For each line below, write it out exactly as it appears.

Records from a data source:

══════════

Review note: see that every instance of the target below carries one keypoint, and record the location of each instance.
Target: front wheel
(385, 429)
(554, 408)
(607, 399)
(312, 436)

══════════

Result for this task:
Review note: see that every instance of the target below carries one keypoint, and record the location of each instance.
Target: front wheel
(385, 429)
(554, 408)
(607, 399)
(312, 436)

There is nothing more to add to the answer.